> _Task material_:
* * * *

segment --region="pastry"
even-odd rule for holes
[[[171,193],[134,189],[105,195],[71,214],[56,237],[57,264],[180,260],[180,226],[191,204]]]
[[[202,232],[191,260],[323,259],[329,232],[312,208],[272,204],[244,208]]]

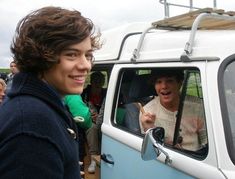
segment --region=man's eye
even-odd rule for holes
[[[77,54],[76,53],[65,53],[65,56],[70,59],[70,60],[74,60],[77,58]]]
[[[160,84],[162,81],[161,80],[156,80],[155,83]]]
[[[93,54],[86,54],[86,59],[87,59],[87,61],[94,61]]]
[[[167,82],[168,82],[168,83],[172,83],[172,82],[174,82],[174,79],[169,78],[169,79],[167,79]]]
[[[69,57],[76,57],[76,54],[75,54],[75,53],[68,53],[68,54],[66,54],[66,56],[69,56]]]

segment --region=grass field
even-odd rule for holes
[[[0,68],[0,73],[9,73],[10,69],[9,68]]]

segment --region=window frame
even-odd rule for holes
[[[140,137],[143,137],[144,136],[144,134],[139,134],[139,133],[135,133],[135,132],[132,132],[132,131],[130,131],[130,130],[128,130],[128,128],[127,127],[124,127],[124,126],[122,126],[122,125],[119,125],[119,124],[117,124],[117,122],[116,122],[116,114],[117,114],[117,104],[118,104],[118,101],[119,101],[119,97],[120,97],[120,90],[121,90],[121,86],[122,86],[122,81],[123,81],[123,73],[126,71],[126,70],[133,70],[133,69],[135,69],[135,70],[157,70],[157,69],[159,69],[159,68],[170,68],[170,69],[184,69],[184,70],[195,70],[195,69],[197,69],[198,70],[198,72],[199,72],[199,76],[200,76],[200,81],[201,81],[201,75],[200,75],[200,69],[199,68],[197,68],[197,67],[136,67],[136,68],[131,68],[131,67],[125,67],[125,68],[122,68],[120,71],[119,71],[119,74],[118,74],[118,80],[117,80],[117,85],[116,85],[116,88],[115,88],[115,95],[114,95],[114,100],[113,100],[113,110],[112,110],[112,114],[111,114],[111,123],[112,123],[112,125],[114,126],[114,127],[116,127],[116,128],[119,128],[120,130],[123,130],[123,131],[125,131],[125,132],[128,132],[128,133],[131,133],[131,134],[133,134],[133,135],[136,135],[136,136],[140,136]],[[183,85],[182,85],[182,87],[183,87]],[[187,87],[187,86],[186,86]],[[202,96],[203,96],[203,92],[202,92],[202,88],[201,88],[201,94],[202,94]],[[182,100],[184,99],[185,97],[184,97],[184,95],[181,95],[181,99],[180,99],[180,101],[182,102]],[[202,100],[202,102],[203,102],[203,100]],[[205,122],[206,122],[206,115],[205,115],[205,107],[204,107],[204,103],[203,103],[203,108],[204,108],[204,116],[205,116]],[[180,112],[182,112],[182,107],[180,108],[180,106],[179,106],[179,109],[178,109],[178,111]],[[177,121],[178,121],[179,119],[177,119]],[[206,126],[206,124],[205,124],[205,126]],[[177,133],[177,131],[176,131],[176,133]],[[208,133],[207,133],[207,138],[208,138]],[[177,149],[177,148],[174,148],[174,147],[172,147],[172,146],[168,146],[168,145],[165,145],[166,146],[166,148],[169,148],[169,149],[171,149],[171,150],[173,150],[173,151],[177,151],[177,152],[179,152],[179,153],[182,153],[183,155],[187,155],[187,156],[189,156],[189,157],[192,157],[192,158],[196,158],[196,159],[199,159],[199,160],[201,160],[201,159],[204,159],[204,158],[206,158],[206,156],[207,156],[207,154],[208,154],[208,146],[207,146],[207,152],[206,152],[206,154],[204,154],[203,156],[198,156],[196,153],[194,153],[194,152],[192,152],[192,151],[187,151],[187,150],[179,150],[179,149]]]

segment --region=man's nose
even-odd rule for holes
[[[86,70],[91,70],[91,61],[87,60],[87,57],[84,55],[81,55],[79,61],[77,62],[77,67],[78,68],[83,68]]]
[[[166,87],[167,87],[167,82],[166,82],[166,81],[162,81],[161,87],[162,87],[162,88],[166,88]]]

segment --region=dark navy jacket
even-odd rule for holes
[[[80,179],[78,139],[67,128],[76,131],[55,91],[15,75],[0,107],[0,178]]]

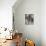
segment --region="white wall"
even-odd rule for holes
[[[25,14],[34,14],[33,25],[25,25]],[[25,38],[34,40],[36,46],[41,46],[41,0],[23,0],[16,9],[14,7],[14,16],[18,32],[22,32]]]
[[[12,6],[16,0],[0,0],[0,27],[12,28]]]
[[[46,0],[41,1],[41,40],[42,46],[46,46]]]

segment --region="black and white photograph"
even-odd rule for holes
[[[34,24],[34,14],[25,14],[25,24],[26,25]]]

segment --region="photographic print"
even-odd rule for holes
[[[25,14],[25,24],[26,25],[34,24],[34,14]]]

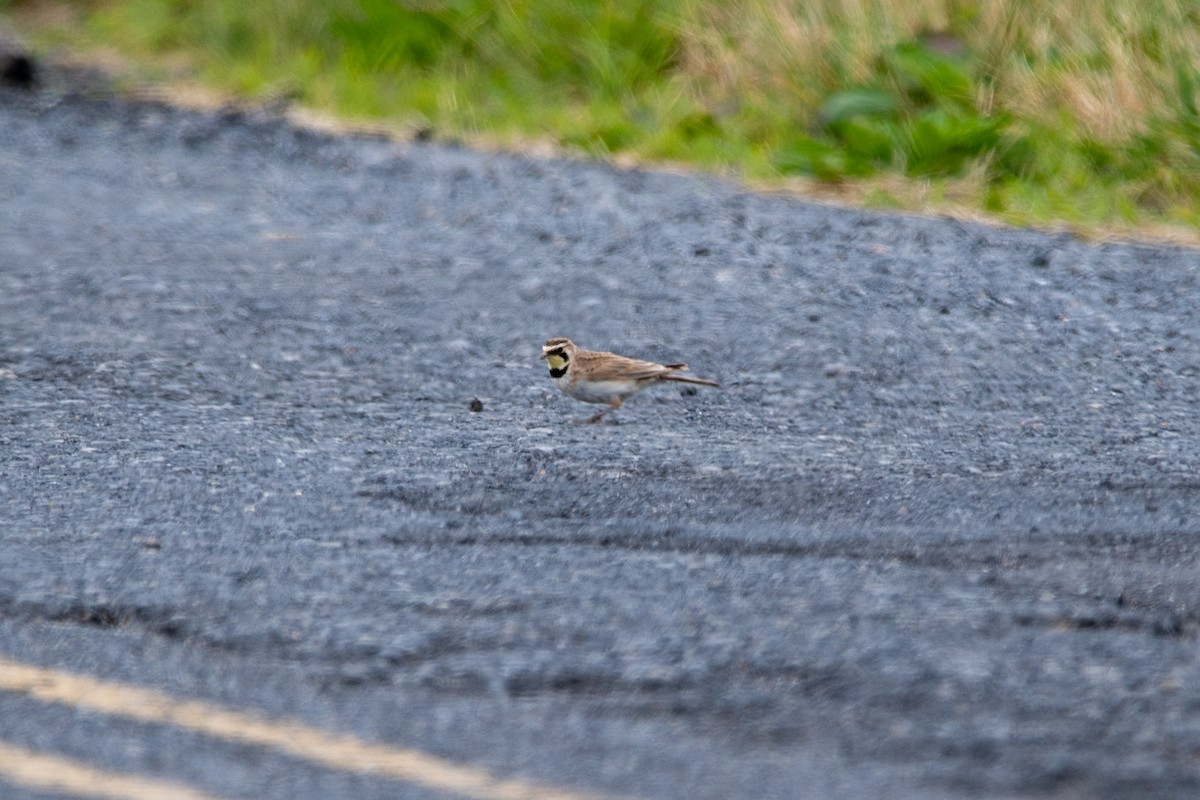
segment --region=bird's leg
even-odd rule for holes
[[[613,400],[612,405],[609,406],[608,408],[601,409],[600,411],[597,411],[595,414],[592,414],[587,419],[576,420],[576,422],[582,422],[584,424],[591,424],[593,422],[599,422],[600,420],[602,420],[604,418],[605,414],[607,414],[610,411],[616,411],[620,407],[621,407],[621,401]]]

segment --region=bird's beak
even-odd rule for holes
[[[538,361],[545,361],[546,357],[549,355],[549,353],[542,353],[540,356],[538,356]]]

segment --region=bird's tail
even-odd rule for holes
[[[666,364],[668,369],[687,369],[687,364]],[[694,378],[691,375],[679,375],[675,372],[669,372],[662,376],[664,381],[675,381],[676,383],[694,383],[697,386],[712,386],[714,389],[721,388],[721,384],[716,381],[710,381],[707,378]]]

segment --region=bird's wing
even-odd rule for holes
[[[581,353],[577,358],[582,362],[580,366],[587,369],[588,376],[596,381],[638,381],[660,378],[681,366],[664,366],[655,364],[653,361],[626,358],[614,353]]]

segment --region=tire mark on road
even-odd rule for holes
[[[0,691],[138,722],[172,725],[228,742],[269,748],[339,772],[412,783],[475,800],[602,800],[604,797],[520,778],[501,778],[420,750],[376,744],[298,721],[270,720],[214,703],[182,700],[153,689],[4,658],[0,658]]]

* * * *

> _What you are asked to do_: Give every line of the data above again as it stands; the pictures stay out.

> _Result of this exercise_:
segment --region="pastry"
even-odd rule for holes
[[[171,193],[134,189],[105,195],[71,214],[56,237],[57,264],[180,260],[180,226],[191,204]]]
[[[202,232],[191,260],[323,259],[329,232],[312,208],[272,204],[244,208]]]

segment --region=man's eye
even-odd rule for holes
[[[77,54],[76,53],[65,53],[65,56],[70,59],[70,60],[74,60],[77,58]]]
[[[160,84],[162,81],[161,80],[156,80],[155,83]]]
[[[93,54],[86,54],[86,59],[87,59],[87,61],[94,61]]]
[[[167,82],[168,82],[168,83],[172,83],[172,82],[174,82],[174,79],[169,78],[169,79],[167,79]]]
[[[69,57],[76,57],[76,54],[75,54],[75,53],[68,53],[68,54],[66,54],[66,56],[69,56]]]

segment --region=grass field
even-odd rule for holes
[[[0,68],[0,73],[9,73],[10,69],[9,68]]]

segment --region=window frame
even-odd rule for holes
[[[140,137],[143,137],[144,136],[144,134],[139,134],[139,133],[135,133],[135,132],[132,132],[132,131],[130,131],[130,130],[128,130],[128,128],[127,127],[124,127],[124,126],[122,126],[122,125],[119,125],[119,124],[117,124],[117,122],[116,122],[116,114],[117,114],[117,104],[118,104],[118,101],[119,101],[119,97],[120,97],[120,90],[121,90],[121,86],[122,86],[122,81],[123,81],[123,73],[126,71],[126,70],[133,70],[133,69],[135,69],[135,70],[157,70],[157,69],[159,69],[159,68],[170,68],[170,69],[184,69],[184,70],[195,70],[195,69],[197,69],[198,70],[198,72],[199,72],[199,76],[200,76],[200,81],[201,81],[201,75],[200,75],[200,69],[199,68],[197,68],[197,67],[136,67],[136,68],[131,68],[131,67],[125,67],[125,68],[122,68],[120,71],[119,71],[119,74],[118,74],[118,80],[117,80],[117,85],[116,85],[116,88],[115,88],[115,95],[114,95],[114,100],[113,100],[113,110],[112,110],[112,114],[111,114],[111,123],[112,123],[112,125],[114,126],[114,127],[116,127],[116,128],[119,128],[120,130],[123,130],[123,131],[125,131],[125,132],[128,132],[128,133],[131,133],[131,134],[133,134],[133,135],[136,135],[136,136],[140,136]],[[183,85],[182,85],[182,87],[183,87]],[[187,87],[187,86],[186,86]],[[202,96],[203,96],[203,92],[202,92],[202,88],[201,88],[201,94],[202,94]],[[182,100],[184,99],[185,97],[184,97],[184,95],[181,95],[181,99],[180,99],[180,101],[182,102]],[[202,100],[202,102],[203,102],[203,100]],[[205,122],[206,122],[206,115],[205,115],[205,107],[204,107],[204,103],[203,103],[203,108],[204,108],[204,116],[205,116]],[[180,112],[182,112],[182,107],[180,108],[180,106],[179,106],[179,109],[178,109],[178,111]],[[177,121],[178,121],[179,119],[177,119]],[[206,126],[206,124],[205,124],[205,126]],[[177,133],[177,131],[176,131],[176,133]],[[208,133],[207,133],[207,138],[208,138]],[[177,149],[177,148],[174,148],[174,147],[172,147],[172,146],[168,146],[168,145],[165,145],[166,146],[166,148],[169,148],[169,149],[171,149],[171,150],[173,150],[173,151],[177,151],[177,152],[179,152],[179,153],[182,153],[183,155],[187,155],[187,156],[189,156],[189,157],[192,157],[192,158],[196,158],[196,159],[199,159],[199,160],[201,160],[201,159],[204,159],[204,158],[206,158],[206,156],[207,156],[207,154],[208,154],[208,146],[207,146],[207,152],[206,152],[206,154],[204,154],[203,156],[198,156],[196,153],[194,153],[194,152],[192,152],[192,151],[187,151],[187,150],[179,150],[179,149]]]

segment --region=man's nose
even-odd rule for holes
[[[86,70],[91,70],[91,61],[87,60],[87,57],[84,55],[81,55],[79,61],[77,62],[77,67],[78,68],[83,68]]]
[[[166,87],[167,87],[167,82],[166,82],[166,81],[162,81],[161,87],[162,87],[162,88],[166,88]]]

segment --region=dark navy jacket
even-odd rule for holes
[[[80,179],[78,139],[67,128],[76,131],[55,91],[15,75],[0,107],[0,178]]]

segment --region="white wall"
even-odd rule for holes
[[[25,14],[34,14],[33,25],[25,25]],[[25,38],[34,40],[36,46],[41,46],[41,0],[23,0],[16,9],[14,7],[14,16],[18,32],[22,32]]]
[[[12,6],[16,0],[0,0],[0,27],[12,28]]]
[[[46,0],[41,1],[41,40],[42,46],[46,46]]]

segment --region="black and white photograph"
even-odd rule for holes
[[[34,24],[34,14],[25,14],[25,24],[26,25]]]

segment --region="photographic print"
even-odd rule for holes
[[[25,14],[25,24],[26,25],[34,24],[34,14]]]

segment --region=bird's leg
even-odd rule for holes
[[[613,400],[612,405],[609,406],[608,408],[601,409],[600,411],[597,411],[595,414],[592,414],[587,419],[576,420],[576,422],[582,422],[584,424],[591,424],[593,422],[599,422],[600,420],[602,420],[604,418],[605,414],[607,414],[610,411],[616,411],[620,407],[621,407],[621,401]]]

segment --region=bird's beak
even-odd rule for holes
[[[538,361],[545,361],[546,357],[549,355],[549,353],[542,353],[540,356],[538,356]]]

segment --region=bird's tail
even-odd rule for holes
[[[666,364],[668,369],[687,369],[687,364]],[[694,378],[691,375],[679,375],[675,372],[669,372],[662,376],[664,381],[675,381],[676,383],[694,383],[697,386],[712,386],[714,389],[721,388],[721,384],[716,381],[710,381],[707,378]]]

segment --region=bird's wing
even-odd rule for holes
[[[581,353],[577,358],[582,362],[580,366],[587,369],[588,376],[596,381],[638,381],[660,378],[681,366],[664,366],[655,364],[653,361],[626,358],[614,353]]]

segment --region=tire mark on road
even-odd rule for holes
[[[0,691],[138,722],[172,725],[228,742],[269,748],[339,772],[412,783],[475,800],[602,800],[604,797],[520,778],[501,778],[420,750],[376,744],[298,721],[270,720],[214,703],[182,700],[153,689],[4,658],[0,658]]]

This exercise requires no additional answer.